Rename every "round window" to "circular window" in the items below, and keep everything else the same.

[Begin Data to process]

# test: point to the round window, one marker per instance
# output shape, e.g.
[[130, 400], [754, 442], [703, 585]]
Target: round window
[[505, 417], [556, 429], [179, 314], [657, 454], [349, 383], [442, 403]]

[End Data to process]

### Response below:
# test: point to the circular window, one marker per instance
# output shape, e.g.
[[130, 400], [754, 442], [703, 585]]
Target: circular window
[[505, 417], [556, 429], [179, 314], [657, 454], [349, 383], [442, 403]]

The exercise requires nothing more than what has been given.